» TASK TO COMPLETE:
Could you rewrite the part of the entries below that opens with the line containing "Can you find the lake" and runs through the end, replacing "lake water" with "pond water" and keeping everything else the same?

[Source records]
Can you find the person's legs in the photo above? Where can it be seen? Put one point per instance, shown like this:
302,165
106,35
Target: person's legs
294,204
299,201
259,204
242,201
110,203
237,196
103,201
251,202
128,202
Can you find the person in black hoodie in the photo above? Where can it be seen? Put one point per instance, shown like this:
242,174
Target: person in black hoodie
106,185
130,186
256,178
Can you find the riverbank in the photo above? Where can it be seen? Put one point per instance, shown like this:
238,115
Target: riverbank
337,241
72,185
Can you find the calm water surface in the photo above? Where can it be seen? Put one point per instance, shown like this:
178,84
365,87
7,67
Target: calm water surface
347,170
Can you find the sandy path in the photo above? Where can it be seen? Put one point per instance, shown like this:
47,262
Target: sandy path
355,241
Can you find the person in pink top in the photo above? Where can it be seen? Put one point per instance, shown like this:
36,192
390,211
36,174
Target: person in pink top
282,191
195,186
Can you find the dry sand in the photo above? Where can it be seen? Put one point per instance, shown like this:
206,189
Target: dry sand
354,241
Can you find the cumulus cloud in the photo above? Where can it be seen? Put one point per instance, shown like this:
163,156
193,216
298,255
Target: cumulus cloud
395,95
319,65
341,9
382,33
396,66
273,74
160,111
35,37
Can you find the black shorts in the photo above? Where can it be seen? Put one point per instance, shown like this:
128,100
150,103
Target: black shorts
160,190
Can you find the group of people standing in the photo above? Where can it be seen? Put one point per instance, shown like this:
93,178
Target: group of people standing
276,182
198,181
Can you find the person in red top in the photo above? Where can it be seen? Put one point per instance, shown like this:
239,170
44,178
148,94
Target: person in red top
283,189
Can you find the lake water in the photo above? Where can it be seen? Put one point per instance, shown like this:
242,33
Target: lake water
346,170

» EXPECTED OUTPUT:
Can you find the pond water in the photo above? Where can it be seen? Put one point per instance, shown like this:
242,33
Target: pond water
346,170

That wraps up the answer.